→ Work order
Format every line of the entries below as a JSON list of strings, one string per line, leaving out blank lines.

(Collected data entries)
☆ ☆ ☆ ☆
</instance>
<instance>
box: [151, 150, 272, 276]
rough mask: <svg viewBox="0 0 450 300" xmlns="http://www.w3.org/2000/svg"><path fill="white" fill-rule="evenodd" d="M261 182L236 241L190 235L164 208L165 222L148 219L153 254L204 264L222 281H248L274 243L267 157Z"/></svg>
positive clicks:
☆ ☆ ☆ ☆
→ Answer box
[
  "</instance>",
  "<instance>",
  "box: [151, 150, 272, 276]",
  "rough mask: <svg viewBox=\"0 0 450 300\" xmlns=\"http://www.w3.org/2000/svg\"><path fill=\"white\" fill-rule=\"evenodd\" d=\"M261 182L236 241L190 235L164 208L165 222L148 219L153 254L204 264L222 281H248L274 243L267 157Z\"/></svg>",
  "positive clicks:"
]